What needs to be done
Word for word, restate the entries below, but exclude the images.
Entries shown below:
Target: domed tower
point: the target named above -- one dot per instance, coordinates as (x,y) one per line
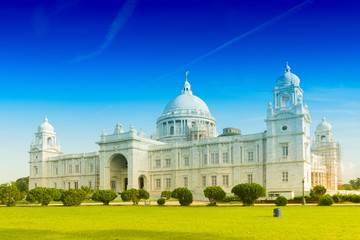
(288,136)
(327,153)
(45,146)
(186,117)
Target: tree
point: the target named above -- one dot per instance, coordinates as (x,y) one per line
(184,195)
(355,183)
(317,192)
(166,194)
(214,193)
(249,192)
(73,197)
(23,184)
(9,194)
(104,196)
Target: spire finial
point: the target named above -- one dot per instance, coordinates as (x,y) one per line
(186,73)
(287,67)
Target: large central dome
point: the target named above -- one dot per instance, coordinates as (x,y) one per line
End of Entries shown.
Solution to the problem
Target: domed tower
point: the target named above -- one dot per instance, coordinates as (x,y) one per line
(288,136)
(327,153)
(45,146)
(186,117)
Target: tree
point: the target named above -- one dot per instance, coordinates as (x,y) one per line
(184,195)
(355,183)
(317,192)
(166,194)
(214,193)
(249,192)
(73,197)
(23,184)
(9,194)
(104,196)
Target: spire finial
point: the target named above -- one dot per instance, coordinates as (x,y) one per line
(186,73)
(287,67)
Target: large central dome
point: the target named above -- one dot per instance, coordinates as (x,y) one per line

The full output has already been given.